### Stated task a
Pick out every line of the records that contains the string "folding", matching case exactly.

### Text block

------------------------

# GenieGo Live Streaming Question



## hookemfins (Jul 3, 2007)

I have been attempting to watch a couple of live games, NCAA FF or NASCAR. I started both from the beginning of the buffer but it won't allow me to fast forward to live of either. To me streaming live means live events as they happen, or close to it. My main reason for getting GenieGo was for the purpose of streaming and watching live sporting events when I am not near a TV. Did miss understand this? 

Hope not. Tomorrow where I'm eating lunch will have all football and won't change a TV to NASCAR. While I love the NFL, I'd like to also watch the race. From the newly installed HR44-700 I frequently get "your HD DVR is currently busy and cannot support streaming....(HTTP/408).


----------



## trh (Nov 3, 2007)

The GenieGo can't stream live shows. It only streams shows that have been recorded to one of your DVRs at home. I don't think I've seen it advertised/listed as streaming live shows.

But you can start watching right after it starts recording. There is going to be a slight delay, but if you're at a place without NASCAR being broadcast, how are you going to know what the delay is? And does it matter?


----------



## hookemfins (Jul 3, 2007)

trh said:


> The GenieGo can't stream live shows. It only streams shows that have been recorded to one of your DVRs at home. I don't think I've seen it advertised/listed as streaming live shows.


It's advertised as GenieGo Stream LIVE Shows Instantly so I would assume you could start the recording and fast forward your way to end of what has been recorded to that point.



> But you can start watching right after it starts recording. There is going to be a slight delay, but if you're at a place without NASCAR being broadcast, how are you going to know what the delay is? And does it matter


I'll know because I will have been watching to that point. The streaming starts from the beginning of the buffer. Unless there was a setup issue, when it starts I am forced to watch from the beginning with only being able to pause.

I told the CSR my intent and was led down the garden path.


----------



## trh (Nov 3, 2007)

hookemfins said:


> It's advertised as GenieGo Stream LIVE Shows Instantly


Link please.


----------



## hookemfins (Jul 3, 2007)

http://support.directv.com/app/answers/detail/a_id/4009/~/geniego™-quick-tip%3Astream-shows-instantly

No matter what, I'd be happy if I could use full FF, RW or 30 sec replay with the instant download like on a completed recording.

If it's impossible then I'll return the GenieGo and chalk it up to a misunderstanding.

Sorry if I seem cranky about this but I'm also having problems with the HR44. The DVR freezes to the point where I cannot use the remote at all. I can watch whichever channel is on but that's all. Rebooting is the only fix. So between that and this misunderstanding with GenieGo......


----------



## Supramom2000 (Jun 21, 2007)

Something isn't working right with your HR44 then. Maybe you could start a new thread posting your setup and problems. You cold also do it in the "Ask VOS" thread. He usually sorts everyone's issues out.

------------------------

### Material supplied
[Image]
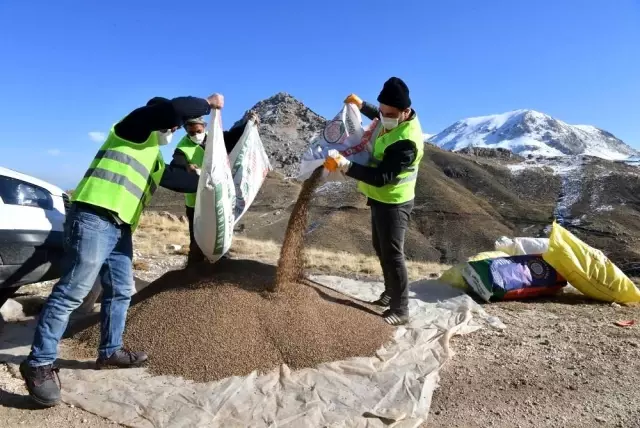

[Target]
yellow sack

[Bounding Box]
[542,222,640,303]
[439,251,509,290]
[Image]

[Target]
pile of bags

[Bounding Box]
[193,109,271,262]
[440,223,640,303]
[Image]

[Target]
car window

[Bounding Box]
[0,176,53,210]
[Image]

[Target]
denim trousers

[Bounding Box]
[371,200,413,315]
[27,204,134,366]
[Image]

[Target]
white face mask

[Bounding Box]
[380,115,400,131]
[189,132,205,145]
[157,131,173,146]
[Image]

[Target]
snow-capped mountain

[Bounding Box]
[429,110,638,160]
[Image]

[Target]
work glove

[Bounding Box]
[207,94,224,110]
[344,94,363,110]
[245,111,260,126]
[324,149,351,174]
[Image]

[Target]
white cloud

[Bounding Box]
[89,131,107,143]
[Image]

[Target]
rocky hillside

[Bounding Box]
[153,94,640,266]
[429,110,637,160]
[232,92,326,176]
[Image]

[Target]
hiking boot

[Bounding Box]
[96,348,149,370]
[382,309,409,326]
[20,360,62,407]
[371,293,391,308]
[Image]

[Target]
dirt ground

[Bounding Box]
[427,294,640,428]
[0,286,640,428]
[0,244,640,428]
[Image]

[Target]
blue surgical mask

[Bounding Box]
[380,114,400,131]
[157,131,173,146]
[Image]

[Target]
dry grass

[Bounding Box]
[133,212,189,256]
[134,212,449,280]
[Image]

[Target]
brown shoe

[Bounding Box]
[96,348,149,370]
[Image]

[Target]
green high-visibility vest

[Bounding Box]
[71,128,165,231]
[358,116,424,204]
[176,135,204,208]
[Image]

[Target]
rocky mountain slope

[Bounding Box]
[429,110,638,160]
[152,94,640,266]
[232,92,326,176]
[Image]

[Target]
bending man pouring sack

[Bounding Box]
[20,94,224,406]
[324,77,424,325]
[171,112,260,267]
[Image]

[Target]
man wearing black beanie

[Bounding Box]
[324,77,424,325]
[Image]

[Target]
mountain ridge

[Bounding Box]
[428,109,638,160]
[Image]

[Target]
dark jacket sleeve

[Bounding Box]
[360,101,380,120]
[160,162,200,193]
[115,97,211,144]
[347,140,417,187]
[224,120,247,154]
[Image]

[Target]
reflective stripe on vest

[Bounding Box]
[72,128,165,230]
[358,116,424,204]
[176,136,204,208]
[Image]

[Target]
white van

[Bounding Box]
[0,167,69,307]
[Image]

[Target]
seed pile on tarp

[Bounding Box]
[72,259,393,381]
[71,170,393,381]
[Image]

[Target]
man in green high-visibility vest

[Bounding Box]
[20,94,224,406]
[324,77,424,325]
[171,112,260,267]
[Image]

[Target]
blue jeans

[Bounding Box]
[28,204,134,366]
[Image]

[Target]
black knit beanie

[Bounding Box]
[147,97,171,107]
[378,77,411,110]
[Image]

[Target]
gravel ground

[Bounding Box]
[428,294,640,428]
[69,260,394,381]
[0,257,640,428]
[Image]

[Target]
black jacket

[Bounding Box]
[347,102,418,204]
[169,120,246,171]
[114,97,211,193]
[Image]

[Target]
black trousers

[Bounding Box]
[370,201,413,315]
[186,207,205,264]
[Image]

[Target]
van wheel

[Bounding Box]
[0,287,20,308]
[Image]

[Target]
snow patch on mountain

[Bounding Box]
[430,110,638,160]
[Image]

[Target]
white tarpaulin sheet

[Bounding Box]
[0,276,503,428]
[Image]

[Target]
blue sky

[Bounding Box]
[0,0,640,188]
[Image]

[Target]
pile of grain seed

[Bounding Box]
[69,168,394,381]
[273,167,322,292]
[69,259,393,381]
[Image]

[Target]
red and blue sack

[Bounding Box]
[462,255,567,302]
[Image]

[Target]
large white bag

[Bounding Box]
[193,109,236,262]
[298,104,381,181]
[495,236,549,256]
[229,121,271,223]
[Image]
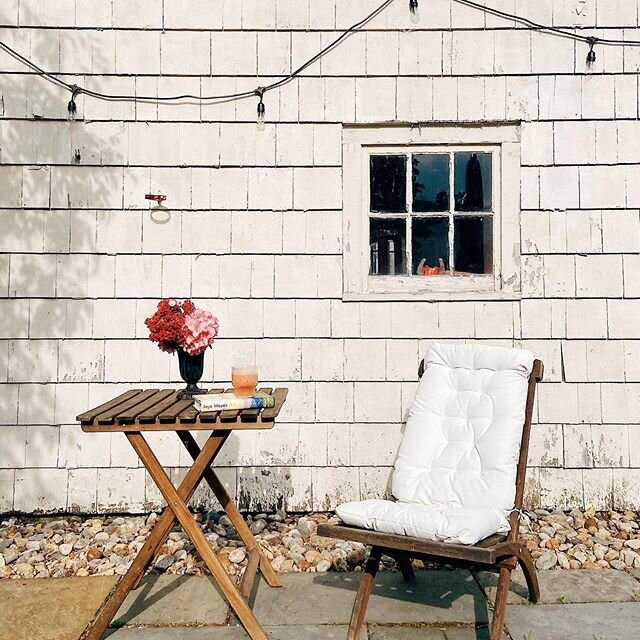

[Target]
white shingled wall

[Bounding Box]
[0,0,640,512]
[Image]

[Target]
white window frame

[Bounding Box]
[342,123,521,300]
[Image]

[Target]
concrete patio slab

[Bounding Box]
[0,576,116,640]
[507,600,640,640]
[476,569,640,604]
[248,570,487,625]
[114,575,228,626]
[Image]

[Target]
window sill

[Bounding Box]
[342,291,522,302]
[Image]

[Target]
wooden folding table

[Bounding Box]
[77,388,287,640]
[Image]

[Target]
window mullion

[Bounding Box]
[405,153,413,276]
[449,151,456,274]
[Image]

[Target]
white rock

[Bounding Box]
[229,548,247,564]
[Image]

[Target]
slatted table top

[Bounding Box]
[76,387,288,431]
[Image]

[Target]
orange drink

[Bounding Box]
[231,365,258,397]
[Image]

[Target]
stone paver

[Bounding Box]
[507,600,640,640]
[248,570,487,624]
[115,575,228,626]
[476,569,640,604]
[0,576,116,640]
[0,570,640,640]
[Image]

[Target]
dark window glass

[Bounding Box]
[411,153,449,211]
[369,218,407,276]
[411,217,449,276]
[453,216,493,273]
[369,156,407,213]
[453,152,491,211]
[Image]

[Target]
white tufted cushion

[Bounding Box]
[336,500,509,544]
[336,343,534,544]
[392,343,534,511]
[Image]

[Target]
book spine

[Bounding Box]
[196,398,270,411]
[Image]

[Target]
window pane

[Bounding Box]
[411,217,449,276]
[453,152,491,211]
[369,156,407,213]
[369,218,407,276]
[411,153,449,211]
[453,216,493,273]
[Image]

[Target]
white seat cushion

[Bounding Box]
[392,343,534,512]
[336,500,509,544]
[336,343,534,544]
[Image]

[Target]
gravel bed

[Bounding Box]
[0,509,640,578]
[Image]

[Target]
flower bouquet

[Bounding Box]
[144,299,218,398]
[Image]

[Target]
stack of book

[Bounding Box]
[193,391,275,411]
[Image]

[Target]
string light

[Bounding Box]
[587,36,598,66]
[0,0,640,120]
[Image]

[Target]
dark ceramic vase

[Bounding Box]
[178,349,205,399]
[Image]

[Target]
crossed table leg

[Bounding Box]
[80,431,280,640]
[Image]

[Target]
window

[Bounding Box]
[344,125,520,299]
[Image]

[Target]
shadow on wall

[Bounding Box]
[0,8,126,511]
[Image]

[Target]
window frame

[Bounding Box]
[343,123,521,300]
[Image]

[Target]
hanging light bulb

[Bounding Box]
[409,0,420,24]
[587,36,598,66]
[67,84,80,120]
[255,87,265,131]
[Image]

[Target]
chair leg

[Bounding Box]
[518,548,540,604]
[491,567,511,640]
[396,555,415,582]
[347,547,382,640]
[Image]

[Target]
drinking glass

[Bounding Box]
[231,365,258,397]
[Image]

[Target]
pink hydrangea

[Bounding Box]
[182,309,218,356]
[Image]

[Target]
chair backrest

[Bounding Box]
[392,343,542,511]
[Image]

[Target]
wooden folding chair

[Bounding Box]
[318,350,544,640]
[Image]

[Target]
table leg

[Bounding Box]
[127,432,267,640]
[178,431,282,587]
[79,431,230,640]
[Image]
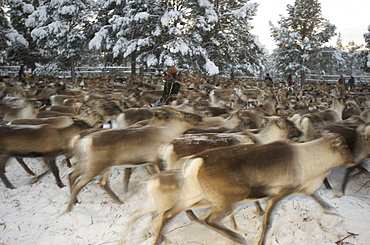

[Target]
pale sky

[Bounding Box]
[251,0,370,52]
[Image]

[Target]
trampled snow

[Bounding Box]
[0,158,370,245]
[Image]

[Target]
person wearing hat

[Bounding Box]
[161,66,182,105]
[265,73,272,87]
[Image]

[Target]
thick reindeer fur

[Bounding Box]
[155,134,353,245]
[66,110,202,212]
[0,120,90,188]
[160,117,302,169]
[8,116,73,128]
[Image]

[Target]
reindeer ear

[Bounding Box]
[274,119,284,129]
[331,135,346,147]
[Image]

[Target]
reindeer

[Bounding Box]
[0,120,90,189]
[324,121,370,197]
[160,116,302,169]
[150,134,353,245]
[66,110,202,212]
[127,117,302,241]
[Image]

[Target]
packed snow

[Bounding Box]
[0,155,370,245]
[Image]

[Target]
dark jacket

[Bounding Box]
[163,74,181,95]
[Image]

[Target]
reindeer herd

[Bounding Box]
[0,75,370,245]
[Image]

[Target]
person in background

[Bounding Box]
[286,74,293,87]
[230,71,235,80]
[18,65,26,83]
[348,76,355,89]
[338,75,344,85]
[265,73,272,87]
[160,66,182,105]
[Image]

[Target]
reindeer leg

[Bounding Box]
[64,176,94,213]
[100,170,123,204]
[336,166,357,197]
[324,178,333,190]
[15,157,36,175]
[254,201,265,217]
[258,190,292,245]
[123,168,132,195]
[0,156,15,189]
[63,157,72,168]
[201,205,246,244]
[311,193,340,216]
[45,158,65,188]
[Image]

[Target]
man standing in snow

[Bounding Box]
[161,66,182,105]
[265,73,272,87]
[348,76,355,89]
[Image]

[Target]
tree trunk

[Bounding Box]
[71,57,76,84]
[131,52,136,76]
[301,71,306,86]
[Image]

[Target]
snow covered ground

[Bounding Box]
[0,156,370,245]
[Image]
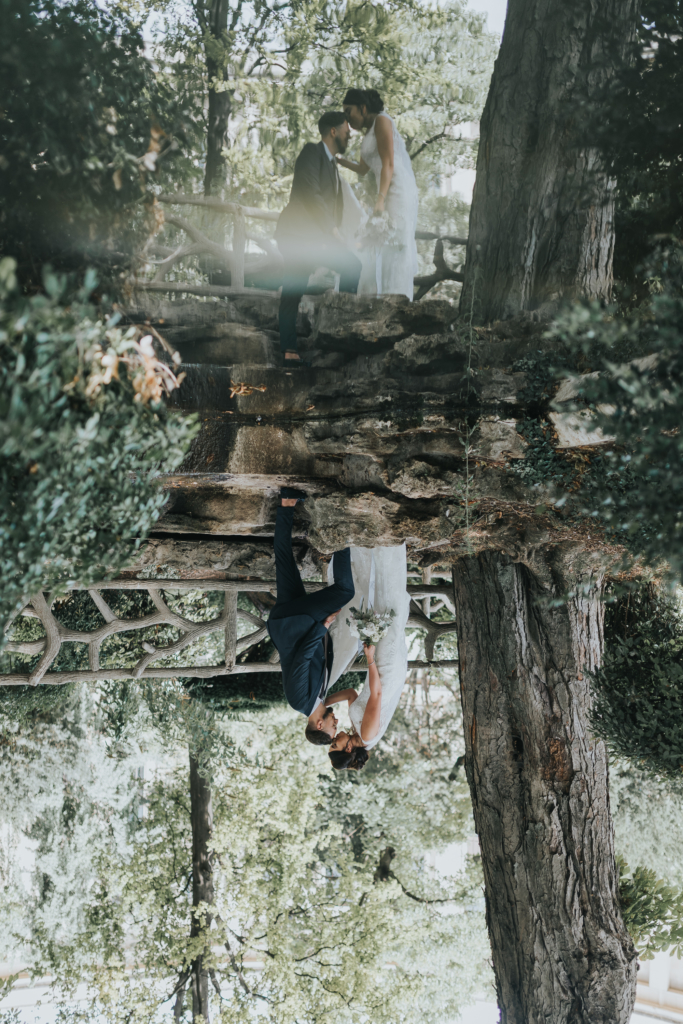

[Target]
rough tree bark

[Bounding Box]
[189,754,213,1024]
[460,0,638,323]
[202,0,232,196]
[454,548,637,1024]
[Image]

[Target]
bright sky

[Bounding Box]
[467,0,508,36]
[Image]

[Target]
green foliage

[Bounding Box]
[553,241,683,574]
[617,857,683,961]
[609,758,683,889]
[0,683,77,726]
[0,260,197,647]
[186,672,365,714]
[591,588,683,778]
[0,0,187,287]
[10,709,488,1024]
[587,0,683,301]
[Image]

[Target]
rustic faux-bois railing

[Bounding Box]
[137,193,467,299]
[0,579,458,686]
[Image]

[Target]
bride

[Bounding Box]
[337,89,418,299]
[325,544,411,770]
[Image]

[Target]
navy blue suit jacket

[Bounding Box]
[268,615,334,716]
[275,142,344,242]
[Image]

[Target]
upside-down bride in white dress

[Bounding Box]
[326,544,411,769]
[337,89,418,299]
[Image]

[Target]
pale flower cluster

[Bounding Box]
[80,327,185,406]
[346,601,396,644]
[357,210,396,249]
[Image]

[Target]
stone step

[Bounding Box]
[163,323,281,367]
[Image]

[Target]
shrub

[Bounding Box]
[0,259,197,647]
[553,240,683,575]
[591,587,683,778]
[0,0,181,287]
[617,857,683,959]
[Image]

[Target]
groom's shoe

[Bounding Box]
[280,487,306,502]
[283,355,311,370]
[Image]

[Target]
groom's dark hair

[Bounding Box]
[317,111,346,138]
[304,708,333,746]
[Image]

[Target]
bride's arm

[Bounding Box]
[375,117,393,213]
[360,644,382,743]
[335,152,368,178]
[325,689,358,708]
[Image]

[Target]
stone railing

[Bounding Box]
[137,193,467,299]
[0,579,458,686]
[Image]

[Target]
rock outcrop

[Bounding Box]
[128,294,610,564]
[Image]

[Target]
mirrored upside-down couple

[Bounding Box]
[268,487,410,770]
[275,89,418,367]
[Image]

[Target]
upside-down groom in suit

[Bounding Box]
[268,487,354,745]
[275,111,362,365]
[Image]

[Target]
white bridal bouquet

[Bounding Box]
[346,600,396,644]
[358,210,396,249]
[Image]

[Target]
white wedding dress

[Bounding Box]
[360,114,418,299]
[330,544,411,750]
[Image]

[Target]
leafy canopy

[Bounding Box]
[553,246,683,575]
[0,0,182,288]
[591,587,683,779]
[588,0,683,301]
[0,259,197,647]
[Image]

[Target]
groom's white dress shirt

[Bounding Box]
[323,142,339,191]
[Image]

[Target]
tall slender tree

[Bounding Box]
[461,0,638,323]
[194,0,232,196]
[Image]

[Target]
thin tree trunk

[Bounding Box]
[204,0,232,196]
[460,0,638,323]
[189,754,213,1024]
[454,548,637,1024]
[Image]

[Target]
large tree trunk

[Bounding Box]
[460,0,638,323]
[204,0,232,196]
[454,548,637,1024]
[189,754,213,1024]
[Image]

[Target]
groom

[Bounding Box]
[268,487,354,745]
[275,111,362,364]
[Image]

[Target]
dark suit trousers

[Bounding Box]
[278,238,362,352]
[270,505,355,623]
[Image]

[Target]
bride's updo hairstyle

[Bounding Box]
[342,89,384,114]
[330,746,370,771]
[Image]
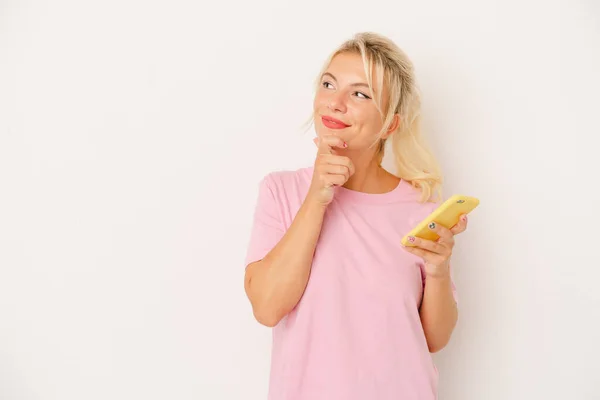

------------------------

### Stated task b
In the GenieGo thread, why did hookemfins expect to be able to fast forward to the end of a recording still in progress? Answer in one to three sentences.

### Complete output a
wooden folding table
wooden folding chair

### Complete output b
GenieGo is advertised as "GenieGo Stream LIVE Shows Instantly." Because of that, hookemfins assumed a recording could be started and then fast forwarded to the end of what had been recorded so far.